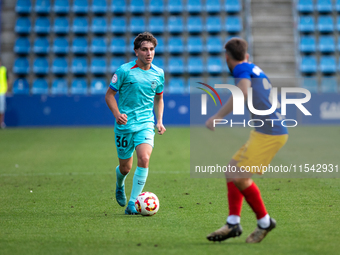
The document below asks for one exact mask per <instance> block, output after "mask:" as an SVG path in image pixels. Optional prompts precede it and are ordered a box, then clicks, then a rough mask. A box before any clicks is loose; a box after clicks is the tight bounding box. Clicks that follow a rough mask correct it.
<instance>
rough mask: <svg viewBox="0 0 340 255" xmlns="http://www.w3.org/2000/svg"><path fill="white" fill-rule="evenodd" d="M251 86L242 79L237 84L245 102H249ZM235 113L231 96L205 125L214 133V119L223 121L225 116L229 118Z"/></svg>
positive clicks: (247, 81)
mask: <svg viewBox="0 0 340 255" xmlns="http://www.w3.org/2000/svg"><path fill="white" fill-rule="evenodd" d="M250 86H251V81H250V80H249V79H241V80H240V81H239V82H238V83H237V87H239V88H240V89H241V90H242V92H243V95H244V100H245V101H246V100H247V96H248V88H250ZM232 111H233V96H230V97H229V99H228V101H227V103H226V104H225V105H223V106H222V108H221V109H220V110H219V111H218V112H217V113H216V114H215V115H214V116H212V117H211V118H209V119H208V120H207V122H206V123H205V125H206V126H207V128H208V129H210V130H212V131H214V130H215V128H214V119H223V118H224V117H225V116H227V115H228V114H229V113H231V112H232Z"/></svg>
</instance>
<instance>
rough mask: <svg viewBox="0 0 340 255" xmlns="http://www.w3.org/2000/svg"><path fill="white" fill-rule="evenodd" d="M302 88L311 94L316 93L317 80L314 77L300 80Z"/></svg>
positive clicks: (318, 91)
mask: <svg viewBox="0 0 340 255" xmlns="http://www.w3.org/2000/svg"><path fill="white" fill-rule="evenodd" d="M302 87H303V88H305V89H308V90H309V91H310V92H311V93H318V92H319V88H318V79H317V78H316V77H315V76H311V77H304V78H302Z"/></svg>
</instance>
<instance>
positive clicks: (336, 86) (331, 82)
mask: <svg viewBox="0 0 340 255" xmlns="http://www.w3.org/2000/svg"><path fill="white" fill-rule="evenodd" d="M321 92H322V93H338V81H337V79H336V76H324V77H322V79H321Z"/></svg>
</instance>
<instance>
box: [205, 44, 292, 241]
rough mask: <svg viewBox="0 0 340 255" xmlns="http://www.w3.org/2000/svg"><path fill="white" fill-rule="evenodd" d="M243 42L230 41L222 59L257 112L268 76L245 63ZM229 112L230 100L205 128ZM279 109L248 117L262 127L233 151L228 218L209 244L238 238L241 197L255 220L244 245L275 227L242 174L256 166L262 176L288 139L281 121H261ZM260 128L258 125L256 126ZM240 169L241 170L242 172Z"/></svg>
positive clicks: (241, 200) (255, 195) (262, 234)
mask: <svg viewBox="0 0 340 255" xmlns="http://www.w3.org/2000/svg"><path fill="white" fill-rule="evenodd" d="M247 48H248V45H247V42H246V41H245V40H243V39H240V38H232V39H230V40H229V41H228V42H227V43H226V45H225V50H226V60H227V64H228V67H229V69H230V71H231V72H232V75H233V76H234V78H235V84H236V85H237V87H239V88H240V89H241V90H242V92H243V94H244V99H245V100H246V99H247V97H248V88H250V87H251V88H252V90H253V93H252V94H253V98H252V99H253V105H254V108H255V109H257V110H267V109H270V108H271V99H270V98H271V96H272V95H271V85H270V81H269V79H268V77H267V76H266V75H265V74H264V73H263V71H262V70H261V69H260V68H259V67H257V66H256V65H254V64H251V63H248V59H249V55H248V53H247ZM232 110H233V97H232V96H231V97H230V99H229V100H228V101H227V103H226V104H225V105H224V106H223V107H222V108H221V109H220V110H219V111H218V112H217V113H216V114H215V115H214V116H212V117H211V118H210V119H208V121H207V122H206V126H207V127H208V128H209V129H211V130H214V119H223V117H224V116H226V115H228V114H229V113H231V112H232ZM281 118H282V117H281V115H280V111H279V109H276V110H275V112H274V113H272V114H270V115H266V116H259V115H254V114H253V115H252V119H260V120H262V121H263V122H264V123H265V124H264V125H263V126H261V127H256V128H255V131H254V130H252V131H251V133H250V137H249V140H248V141H247V142H246V143H245V144H244V145H243V146H242V147H241V148H240V149H239V150H238V151H237V152H236V154H235V155H234V156H233V157H232V159H231V160H230V162H229V165H230V166H231V167H234V168H235V167H236V169H237V171H236V172H234V173H233V172H226V179H227V189H228V205H229V216H228V218H227V222H226V224H225V225H224V226H223V227H222V228H220V229H218V230H216V231H215V232H213V233H211V234H210V235H208V236H207V239H208V240H209V241H223V240H225V239H228V238H230V237H236V236H240V235H241V234H242V228H241V225H240V220H241V217H240V216H241V209H242V202H243V198H245V200H246V201H247V203H248V204H249V205H250V207H251V209H252V210H253V211H254V213H255V215H256V218H257V228H256V229H255V231H254V232H253V233H251V234H250V235H249V236H248V238H247V239H246V242H247V243H258V242H261V241H262V240H263V238H264V237H265V236H266V235H267V234H268V232H269V231H271V230H272V229H273V228H275V225H276V222H275V220H274V219H273V218H271V217H270V216H269V214H268V213H267V210H266V208H265V205H264V202H263V200H262V198H261V193H260V190H259V188H258V187H257V186H256V184H255V183H254V182H253V180H252V179H251V176H252V174H253V173H252V172H246V171H244V169H245V167H247V166H249V168H250V169H251V166H257V167H258V169H260V170H261V172H260V174H261V173H263V172H262V171H263V169H262V168H261V167H262V166H267V165H268V164H269V163H270V162H271V160H272V159H273V157H274V156H275V154H276V153H277V152H278V151H279V150H280V148H281V147H282V146H283V145H284V144H285V143H286V141H287V139H288V132H287V128H286V127H283V126H282V125H281V121H273V122H272V121H265V120H266V119H276V120H277V119H281ZM258 126H260V125H258ZM242 170H243V171H242Z"/></svg>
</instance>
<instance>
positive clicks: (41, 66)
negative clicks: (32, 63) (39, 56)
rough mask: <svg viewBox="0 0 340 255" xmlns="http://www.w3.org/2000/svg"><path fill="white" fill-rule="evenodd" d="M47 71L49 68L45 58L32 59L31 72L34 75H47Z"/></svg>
mask: <svg viewBox="0 0 340 255" xmlns="http://www.w3.org/2000/svg"><path fill="white" fill-rule="evenodd" d="M49 69H50V68H49V64H48V61H47V58H44V57H37V58H35V59H34V62H33V72H34V73H35V74H39V75H43V74H48V72H49Z"/></svg>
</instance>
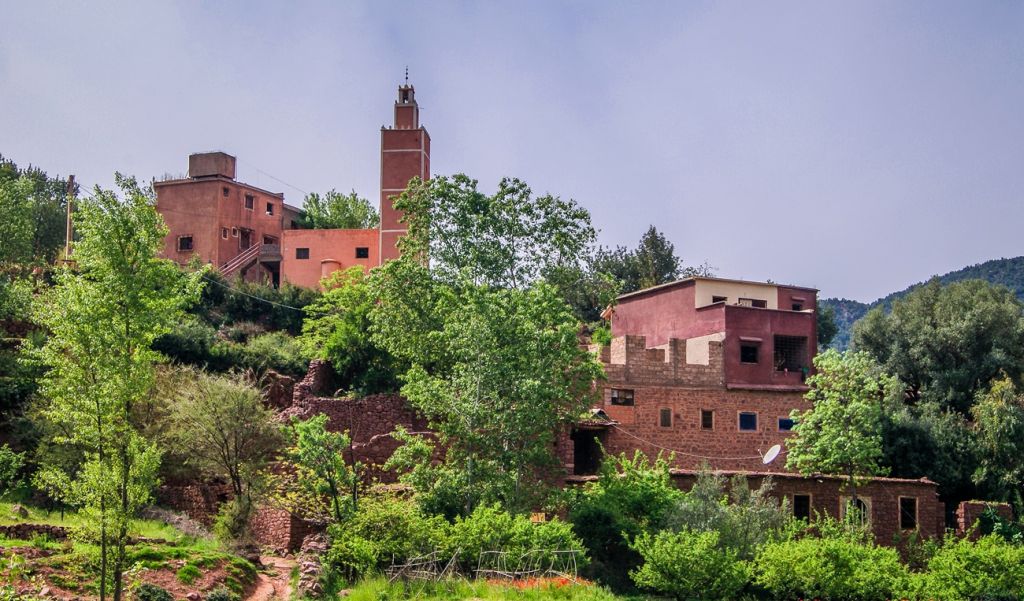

+++

Task brief:
Please give an exact copy of the lines above, beginning with the line containing "positive clicks: (247, 81)" and running through the line containing "88L311 94L316 93L317", and of no other lines.

Result below:
positive clicks: (247, 81)
mask: <svg viewBox="0 0 340 255" xmlns="http://www.w3.org/2000/svg"><path fill="white" fill-rule="evenodd" d="M250 86H251V81H250V80H249V79H241V80H240V81H239V82H238V83H237V87H239V88H240V89H241V90H242V92H243V95H244V100H245V101H246V100H247V96H248V88H250ZM232 111H233V96H230V97H229V99H228V101H227V103H226V104H225V105H223V106H222V108H221V109H220V110H219V111H218V112H217V113H216V114H215V115H214V116H212V117H211V118H209V119H208V120H207V122H206V123H205V125H206V126H207V128H208V129H210V130H212V131H214V130H215V128H214V119H223V118H224V117H225V116H227V115H228V114H229V113H231V112H232Z"/></svg>
</instance>
<instance>
rough mask: <svg viewBox="0 0 340 255" xmlns="http://www.w3.org/2000/svg"><path fill="white" fill-rule="evenodd" d="M302 88L311 94L316 93L317 80L314 77L300 80Z"/></svg>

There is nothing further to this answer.